# Task prompt:
Will you quote only the lines starting at the one that contains "swimmer in the" and ending with the last line of the listing below, inclusive?

[Point annotations for photos]
>>

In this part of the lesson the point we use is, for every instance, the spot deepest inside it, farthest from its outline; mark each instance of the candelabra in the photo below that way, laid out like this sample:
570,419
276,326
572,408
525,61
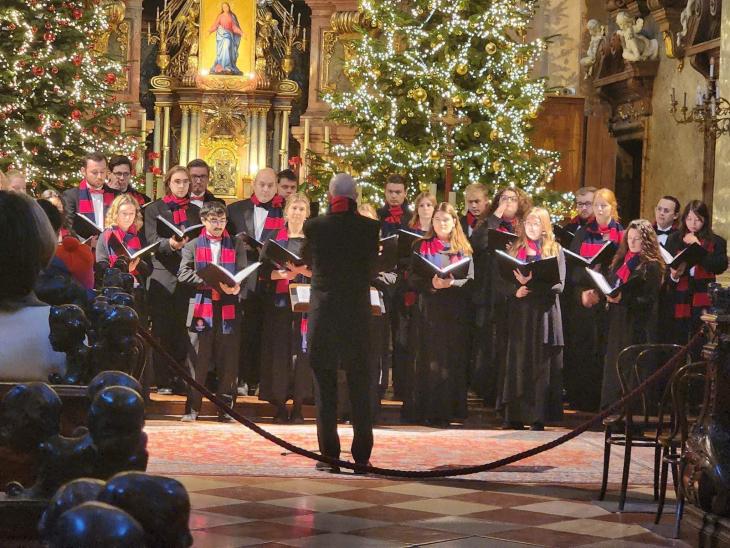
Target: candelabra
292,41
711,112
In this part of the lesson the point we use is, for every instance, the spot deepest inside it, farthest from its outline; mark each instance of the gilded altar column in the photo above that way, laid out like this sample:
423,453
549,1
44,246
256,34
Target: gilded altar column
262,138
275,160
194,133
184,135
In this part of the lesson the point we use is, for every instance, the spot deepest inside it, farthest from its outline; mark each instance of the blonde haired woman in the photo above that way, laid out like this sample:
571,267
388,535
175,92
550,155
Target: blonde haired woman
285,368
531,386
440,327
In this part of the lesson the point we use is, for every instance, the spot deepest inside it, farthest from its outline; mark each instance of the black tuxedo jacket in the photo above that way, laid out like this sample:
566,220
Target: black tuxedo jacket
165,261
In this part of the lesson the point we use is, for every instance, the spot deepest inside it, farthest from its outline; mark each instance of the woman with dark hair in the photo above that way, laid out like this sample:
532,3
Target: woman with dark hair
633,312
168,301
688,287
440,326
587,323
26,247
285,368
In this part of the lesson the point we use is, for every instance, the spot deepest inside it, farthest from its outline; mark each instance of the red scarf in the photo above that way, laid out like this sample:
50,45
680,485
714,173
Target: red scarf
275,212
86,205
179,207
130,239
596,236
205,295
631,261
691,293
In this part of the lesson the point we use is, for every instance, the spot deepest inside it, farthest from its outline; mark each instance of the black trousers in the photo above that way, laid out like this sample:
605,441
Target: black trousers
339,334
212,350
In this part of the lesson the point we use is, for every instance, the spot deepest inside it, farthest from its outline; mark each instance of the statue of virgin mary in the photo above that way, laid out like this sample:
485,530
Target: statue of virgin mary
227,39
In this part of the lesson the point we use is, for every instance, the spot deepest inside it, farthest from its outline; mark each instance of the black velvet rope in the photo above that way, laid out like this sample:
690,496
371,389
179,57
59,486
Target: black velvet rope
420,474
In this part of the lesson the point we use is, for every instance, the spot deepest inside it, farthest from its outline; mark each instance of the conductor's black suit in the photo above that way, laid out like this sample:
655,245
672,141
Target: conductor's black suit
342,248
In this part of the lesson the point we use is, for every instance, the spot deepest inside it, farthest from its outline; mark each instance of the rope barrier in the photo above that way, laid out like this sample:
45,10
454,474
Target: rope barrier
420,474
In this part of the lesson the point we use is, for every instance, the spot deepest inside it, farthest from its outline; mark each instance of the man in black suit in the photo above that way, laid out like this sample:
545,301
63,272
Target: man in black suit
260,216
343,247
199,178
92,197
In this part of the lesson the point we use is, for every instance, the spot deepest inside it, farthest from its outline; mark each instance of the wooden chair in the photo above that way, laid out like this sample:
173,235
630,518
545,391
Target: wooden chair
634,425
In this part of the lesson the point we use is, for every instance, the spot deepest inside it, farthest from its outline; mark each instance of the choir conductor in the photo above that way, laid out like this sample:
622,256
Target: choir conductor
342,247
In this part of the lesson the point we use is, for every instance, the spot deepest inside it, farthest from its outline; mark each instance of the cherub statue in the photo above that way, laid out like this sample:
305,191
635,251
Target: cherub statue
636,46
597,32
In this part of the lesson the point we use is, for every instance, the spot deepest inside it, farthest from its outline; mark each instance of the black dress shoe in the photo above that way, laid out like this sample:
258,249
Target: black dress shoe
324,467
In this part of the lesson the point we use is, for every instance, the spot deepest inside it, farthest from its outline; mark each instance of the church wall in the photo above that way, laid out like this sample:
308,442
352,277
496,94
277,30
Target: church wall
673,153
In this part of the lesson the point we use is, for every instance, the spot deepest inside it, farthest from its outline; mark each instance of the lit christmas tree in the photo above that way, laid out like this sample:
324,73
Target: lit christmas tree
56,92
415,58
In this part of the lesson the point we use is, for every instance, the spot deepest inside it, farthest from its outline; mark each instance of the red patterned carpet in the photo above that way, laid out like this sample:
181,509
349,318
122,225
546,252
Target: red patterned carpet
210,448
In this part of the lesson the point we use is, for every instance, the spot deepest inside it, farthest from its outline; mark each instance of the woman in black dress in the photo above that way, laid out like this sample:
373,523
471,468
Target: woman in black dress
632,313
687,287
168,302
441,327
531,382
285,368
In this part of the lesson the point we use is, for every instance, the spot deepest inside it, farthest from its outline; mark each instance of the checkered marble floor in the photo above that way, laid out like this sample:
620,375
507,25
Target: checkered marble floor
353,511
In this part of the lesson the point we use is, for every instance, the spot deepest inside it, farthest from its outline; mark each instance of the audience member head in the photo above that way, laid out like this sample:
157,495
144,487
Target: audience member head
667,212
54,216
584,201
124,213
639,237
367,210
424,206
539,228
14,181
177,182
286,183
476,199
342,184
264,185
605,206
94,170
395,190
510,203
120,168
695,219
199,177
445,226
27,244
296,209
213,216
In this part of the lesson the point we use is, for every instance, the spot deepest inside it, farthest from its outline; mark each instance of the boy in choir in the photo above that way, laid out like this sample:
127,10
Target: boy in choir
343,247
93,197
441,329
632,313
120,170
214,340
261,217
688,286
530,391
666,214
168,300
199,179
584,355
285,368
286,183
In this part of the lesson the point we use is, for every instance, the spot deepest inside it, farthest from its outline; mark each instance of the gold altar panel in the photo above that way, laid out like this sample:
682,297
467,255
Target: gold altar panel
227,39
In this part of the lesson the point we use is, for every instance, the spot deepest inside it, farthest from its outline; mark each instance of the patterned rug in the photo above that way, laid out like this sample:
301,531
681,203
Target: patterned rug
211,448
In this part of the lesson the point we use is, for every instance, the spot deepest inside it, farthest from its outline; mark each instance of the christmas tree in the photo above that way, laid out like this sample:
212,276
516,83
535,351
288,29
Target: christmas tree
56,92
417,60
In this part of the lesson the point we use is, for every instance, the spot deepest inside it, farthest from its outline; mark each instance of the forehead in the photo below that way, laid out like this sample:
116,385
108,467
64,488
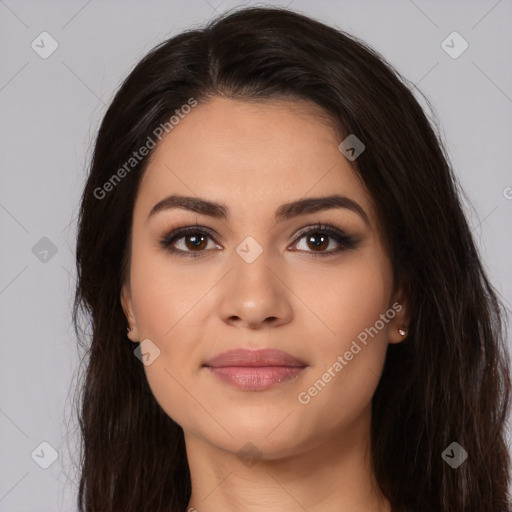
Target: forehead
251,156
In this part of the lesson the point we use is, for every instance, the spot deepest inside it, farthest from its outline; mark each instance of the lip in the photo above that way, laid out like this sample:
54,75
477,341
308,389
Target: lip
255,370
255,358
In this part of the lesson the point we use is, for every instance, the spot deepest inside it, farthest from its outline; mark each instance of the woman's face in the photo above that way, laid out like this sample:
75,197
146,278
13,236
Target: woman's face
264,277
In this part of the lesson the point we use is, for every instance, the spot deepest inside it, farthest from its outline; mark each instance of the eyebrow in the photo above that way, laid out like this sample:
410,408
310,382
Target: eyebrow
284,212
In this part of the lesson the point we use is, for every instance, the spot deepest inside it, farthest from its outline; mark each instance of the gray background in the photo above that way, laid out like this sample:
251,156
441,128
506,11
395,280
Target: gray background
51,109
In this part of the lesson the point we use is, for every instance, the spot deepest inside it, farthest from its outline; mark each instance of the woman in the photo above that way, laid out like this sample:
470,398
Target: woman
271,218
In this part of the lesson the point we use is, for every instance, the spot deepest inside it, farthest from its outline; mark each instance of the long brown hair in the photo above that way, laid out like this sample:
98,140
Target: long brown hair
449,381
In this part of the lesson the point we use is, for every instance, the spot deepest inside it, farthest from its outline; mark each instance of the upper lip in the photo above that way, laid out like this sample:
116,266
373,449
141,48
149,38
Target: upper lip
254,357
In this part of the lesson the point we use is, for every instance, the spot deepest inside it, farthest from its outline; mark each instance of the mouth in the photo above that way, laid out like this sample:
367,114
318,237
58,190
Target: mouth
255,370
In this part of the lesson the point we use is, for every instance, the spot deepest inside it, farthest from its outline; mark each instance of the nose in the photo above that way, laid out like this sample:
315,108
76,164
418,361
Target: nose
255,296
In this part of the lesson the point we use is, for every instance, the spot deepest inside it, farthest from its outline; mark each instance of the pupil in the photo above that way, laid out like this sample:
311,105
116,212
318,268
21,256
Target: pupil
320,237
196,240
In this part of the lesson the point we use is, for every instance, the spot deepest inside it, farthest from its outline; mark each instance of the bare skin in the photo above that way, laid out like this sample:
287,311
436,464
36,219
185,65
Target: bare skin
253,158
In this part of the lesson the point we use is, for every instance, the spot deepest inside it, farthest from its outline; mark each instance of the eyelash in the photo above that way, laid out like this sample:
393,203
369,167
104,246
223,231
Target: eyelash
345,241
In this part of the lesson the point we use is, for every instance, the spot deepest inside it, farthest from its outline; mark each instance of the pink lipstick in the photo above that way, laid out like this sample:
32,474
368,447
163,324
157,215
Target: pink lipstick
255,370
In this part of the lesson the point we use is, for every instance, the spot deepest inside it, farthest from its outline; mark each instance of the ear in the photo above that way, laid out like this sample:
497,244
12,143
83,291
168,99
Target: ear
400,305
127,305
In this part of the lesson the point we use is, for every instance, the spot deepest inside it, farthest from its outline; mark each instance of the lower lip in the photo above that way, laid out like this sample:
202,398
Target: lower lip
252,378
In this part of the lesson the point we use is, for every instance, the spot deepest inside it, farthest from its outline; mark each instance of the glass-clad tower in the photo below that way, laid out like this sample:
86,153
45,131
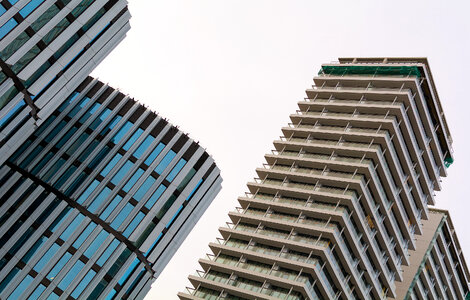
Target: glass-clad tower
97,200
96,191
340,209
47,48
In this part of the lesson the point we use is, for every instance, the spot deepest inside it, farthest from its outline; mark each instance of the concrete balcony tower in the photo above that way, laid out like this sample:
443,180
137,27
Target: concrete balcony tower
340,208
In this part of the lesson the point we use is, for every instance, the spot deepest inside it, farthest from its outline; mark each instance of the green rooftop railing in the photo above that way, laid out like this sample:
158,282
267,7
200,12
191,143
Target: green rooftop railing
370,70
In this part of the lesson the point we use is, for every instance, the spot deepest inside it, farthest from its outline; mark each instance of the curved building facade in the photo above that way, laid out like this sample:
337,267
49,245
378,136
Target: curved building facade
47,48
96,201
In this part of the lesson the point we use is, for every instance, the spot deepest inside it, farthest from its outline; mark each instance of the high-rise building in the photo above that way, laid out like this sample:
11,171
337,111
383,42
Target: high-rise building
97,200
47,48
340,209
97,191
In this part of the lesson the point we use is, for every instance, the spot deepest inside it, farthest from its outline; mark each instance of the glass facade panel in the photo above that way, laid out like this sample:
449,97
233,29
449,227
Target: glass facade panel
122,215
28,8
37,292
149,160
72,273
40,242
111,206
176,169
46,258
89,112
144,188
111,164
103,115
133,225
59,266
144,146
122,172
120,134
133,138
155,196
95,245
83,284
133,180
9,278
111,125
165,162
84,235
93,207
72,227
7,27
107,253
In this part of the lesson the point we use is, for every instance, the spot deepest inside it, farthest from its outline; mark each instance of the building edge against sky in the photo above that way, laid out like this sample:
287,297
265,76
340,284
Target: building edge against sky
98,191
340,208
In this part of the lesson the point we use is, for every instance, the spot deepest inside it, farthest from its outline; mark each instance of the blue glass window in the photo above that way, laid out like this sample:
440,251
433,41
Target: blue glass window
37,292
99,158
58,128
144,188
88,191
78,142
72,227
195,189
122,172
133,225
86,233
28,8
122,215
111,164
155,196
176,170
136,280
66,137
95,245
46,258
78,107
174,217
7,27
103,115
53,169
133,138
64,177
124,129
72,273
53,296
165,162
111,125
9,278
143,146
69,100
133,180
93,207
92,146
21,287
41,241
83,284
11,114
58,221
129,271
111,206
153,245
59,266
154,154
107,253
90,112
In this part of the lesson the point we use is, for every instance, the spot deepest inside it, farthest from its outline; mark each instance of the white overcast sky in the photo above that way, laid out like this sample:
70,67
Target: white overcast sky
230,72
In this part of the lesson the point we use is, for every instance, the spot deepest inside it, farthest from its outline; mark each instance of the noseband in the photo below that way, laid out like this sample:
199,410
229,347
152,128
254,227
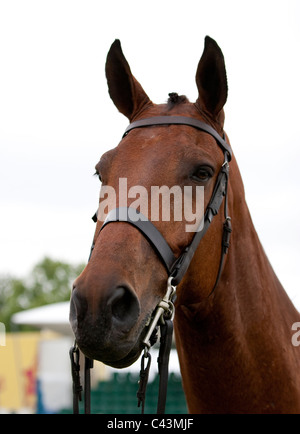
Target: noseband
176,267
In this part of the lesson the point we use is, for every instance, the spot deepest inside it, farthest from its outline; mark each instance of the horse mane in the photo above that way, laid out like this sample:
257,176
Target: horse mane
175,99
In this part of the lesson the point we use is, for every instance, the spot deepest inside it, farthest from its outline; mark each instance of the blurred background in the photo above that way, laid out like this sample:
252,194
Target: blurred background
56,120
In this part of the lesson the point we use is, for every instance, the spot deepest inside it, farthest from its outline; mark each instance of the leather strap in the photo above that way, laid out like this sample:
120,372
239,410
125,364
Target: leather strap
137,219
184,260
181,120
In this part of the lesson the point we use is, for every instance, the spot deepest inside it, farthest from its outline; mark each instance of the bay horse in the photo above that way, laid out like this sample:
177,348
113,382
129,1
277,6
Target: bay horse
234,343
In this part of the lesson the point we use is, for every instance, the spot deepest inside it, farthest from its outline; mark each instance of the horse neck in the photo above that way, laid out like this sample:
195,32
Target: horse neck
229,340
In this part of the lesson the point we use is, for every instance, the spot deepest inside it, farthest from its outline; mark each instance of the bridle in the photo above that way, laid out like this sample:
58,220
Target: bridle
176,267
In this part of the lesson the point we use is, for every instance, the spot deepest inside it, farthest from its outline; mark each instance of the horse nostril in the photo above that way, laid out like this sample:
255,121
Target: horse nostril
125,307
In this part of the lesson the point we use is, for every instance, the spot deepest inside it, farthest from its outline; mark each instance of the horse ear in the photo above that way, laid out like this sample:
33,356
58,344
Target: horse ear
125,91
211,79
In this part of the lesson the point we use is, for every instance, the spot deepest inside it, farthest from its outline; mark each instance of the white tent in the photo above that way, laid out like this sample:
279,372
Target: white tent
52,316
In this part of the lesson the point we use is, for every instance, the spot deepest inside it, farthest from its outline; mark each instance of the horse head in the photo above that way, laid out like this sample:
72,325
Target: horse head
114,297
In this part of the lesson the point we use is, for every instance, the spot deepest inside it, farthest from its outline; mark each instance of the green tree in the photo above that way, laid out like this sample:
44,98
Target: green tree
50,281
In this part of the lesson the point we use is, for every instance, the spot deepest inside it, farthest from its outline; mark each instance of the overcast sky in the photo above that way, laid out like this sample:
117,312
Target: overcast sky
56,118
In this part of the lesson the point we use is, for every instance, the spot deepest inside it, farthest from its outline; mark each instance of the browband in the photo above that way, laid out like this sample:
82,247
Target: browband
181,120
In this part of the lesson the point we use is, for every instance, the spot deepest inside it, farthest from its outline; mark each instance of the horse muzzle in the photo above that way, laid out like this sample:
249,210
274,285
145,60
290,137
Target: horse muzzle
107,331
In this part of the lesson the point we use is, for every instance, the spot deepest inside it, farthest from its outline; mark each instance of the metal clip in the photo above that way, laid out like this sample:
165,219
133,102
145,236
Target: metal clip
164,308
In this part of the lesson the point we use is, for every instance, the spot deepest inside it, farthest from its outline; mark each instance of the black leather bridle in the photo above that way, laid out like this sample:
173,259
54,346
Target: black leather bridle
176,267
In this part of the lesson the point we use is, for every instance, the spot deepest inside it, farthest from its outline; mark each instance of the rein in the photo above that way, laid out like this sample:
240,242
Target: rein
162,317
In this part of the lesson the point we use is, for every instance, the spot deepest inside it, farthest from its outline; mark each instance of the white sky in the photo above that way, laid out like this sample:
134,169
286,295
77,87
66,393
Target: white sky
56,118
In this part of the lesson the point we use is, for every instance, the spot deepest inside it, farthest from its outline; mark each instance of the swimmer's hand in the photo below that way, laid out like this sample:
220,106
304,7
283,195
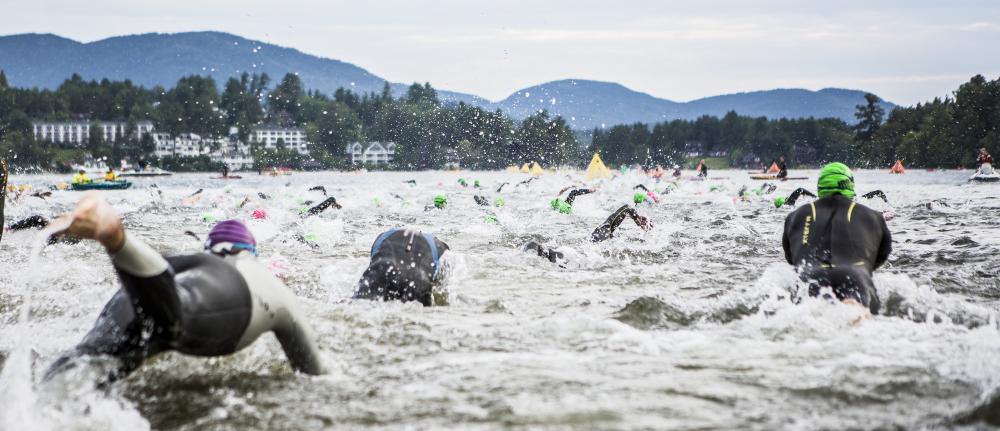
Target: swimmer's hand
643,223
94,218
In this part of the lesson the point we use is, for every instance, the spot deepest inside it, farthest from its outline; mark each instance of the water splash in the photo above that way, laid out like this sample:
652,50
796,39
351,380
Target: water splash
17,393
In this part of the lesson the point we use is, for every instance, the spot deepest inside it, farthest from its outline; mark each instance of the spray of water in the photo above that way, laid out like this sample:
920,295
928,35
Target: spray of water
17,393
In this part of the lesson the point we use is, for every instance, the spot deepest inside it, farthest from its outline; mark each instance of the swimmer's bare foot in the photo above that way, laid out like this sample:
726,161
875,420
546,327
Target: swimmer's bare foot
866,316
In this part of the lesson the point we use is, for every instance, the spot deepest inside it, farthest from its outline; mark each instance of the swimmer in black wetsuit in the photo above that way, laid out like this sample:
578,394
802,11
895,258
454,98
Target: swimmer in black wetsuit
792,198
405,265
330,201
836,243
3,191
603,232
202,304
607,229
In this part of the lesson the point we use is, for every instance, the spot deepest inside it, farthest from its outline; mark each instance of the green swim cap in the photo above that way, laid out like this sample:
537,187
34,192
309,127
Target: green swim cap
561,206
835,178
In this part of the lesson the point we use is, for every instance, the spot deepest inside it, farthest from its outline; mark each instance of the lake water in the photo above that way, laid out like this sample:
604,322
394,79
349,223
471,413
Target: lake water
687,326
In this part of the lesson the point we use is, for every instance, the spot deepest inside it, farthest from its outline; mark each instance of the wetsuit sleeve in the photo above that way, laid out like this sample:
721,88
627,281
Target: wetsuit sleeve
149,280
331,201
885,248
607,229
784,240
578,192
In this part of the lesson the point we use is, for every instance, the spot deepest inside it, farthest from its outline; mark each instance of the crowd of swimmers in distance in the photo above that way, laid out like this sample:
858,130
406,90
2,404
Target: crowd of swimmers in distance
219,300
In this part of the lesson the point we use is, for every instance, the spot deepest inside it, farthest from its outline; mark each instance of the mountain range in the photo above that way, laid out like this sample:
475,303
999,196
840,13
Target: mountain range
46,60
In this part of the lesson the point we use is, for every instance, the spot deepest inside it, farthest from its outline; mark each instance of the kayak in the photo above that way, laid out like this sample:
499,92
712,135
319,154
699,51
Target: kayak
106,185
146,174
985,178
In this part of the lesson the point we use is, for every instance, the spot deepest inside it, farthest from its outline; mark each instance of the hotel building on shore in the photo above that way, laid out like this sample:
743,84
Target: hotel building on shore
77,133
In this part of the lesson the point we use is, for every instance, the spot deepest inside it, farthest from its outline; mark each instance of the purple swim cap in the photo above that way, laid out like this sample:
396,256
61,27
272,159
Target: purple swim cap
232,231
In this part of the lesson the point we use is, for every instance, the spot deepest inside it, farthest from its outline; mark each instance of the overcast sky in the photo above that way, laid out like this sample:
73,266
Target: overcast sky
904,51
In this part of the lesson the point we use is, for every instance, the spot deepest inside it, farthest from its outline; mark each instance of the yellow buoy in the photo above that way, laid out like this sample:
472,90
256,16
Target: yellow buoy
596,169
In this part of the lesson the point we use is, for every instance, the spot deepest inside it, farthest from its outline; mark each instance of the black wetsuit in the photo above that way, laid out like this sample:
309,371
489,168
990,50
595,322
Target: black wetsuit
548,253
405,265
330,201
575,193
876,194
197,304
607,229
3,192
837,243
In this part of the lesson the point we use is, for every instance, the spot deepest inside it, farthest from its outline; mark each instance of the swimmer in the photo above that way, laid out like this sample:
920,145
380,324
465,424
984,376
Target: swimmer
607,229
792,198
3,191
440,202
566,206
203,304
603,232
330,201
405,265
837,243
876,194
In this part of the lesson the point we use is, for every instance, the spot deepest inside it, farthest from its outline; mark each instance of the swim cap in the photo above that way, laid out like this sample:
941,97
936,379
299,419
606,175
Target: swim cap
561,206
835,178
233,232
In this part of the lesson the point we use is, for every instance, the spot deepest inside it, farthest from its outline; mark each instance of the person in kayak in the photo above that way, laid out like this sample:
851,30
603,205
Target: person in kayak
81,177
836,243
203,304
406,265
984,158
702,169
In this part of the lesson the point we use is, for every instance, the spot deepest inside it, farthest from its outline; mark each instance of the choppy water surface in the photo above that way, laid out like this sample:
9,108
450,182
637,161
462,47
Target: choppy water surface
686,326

<<

# Response to this exercise:
In this part of the lesson the point we use is, for every instance, the spot deepest inside it, farthest from its outline; mark each instance of the swimmer in the photo above that way, laid out like this sample:
920,145
380,324
465,424
984,376
Target: swimmer
607,229
792,198
3,191
440,202
566,206
203,304
603,232
330,201
405,265
837,243
876,194
In this part of the lesson the point we use is, for every instance, the spot deepest inside it, farthest from its outline; mark each instance of the swim cap in the photo above that way, laid out like this sample:
941,97
936,379
299,419
606,175
Target: swim cap
561,206
835,178
233,232
In this part of the lesson the point we use is, for every instance, the spot deepest inside it, farthest from its outline; mark each instance of the person in kayak in the photo above that way, laid out like this sample:
851,30
603,205
Target: person in kayak
81,177
836,243
203,304
406,265
984,158
702,169
In this part of the lesson the point we use is, for every instance, the spot deepest inside it, farthest from its outline; mark each instance of the choppy water surface in the photo above that way, laid out like this sample:
9,108
450,182
637,161
462,47
Target: choppy water surface
686,326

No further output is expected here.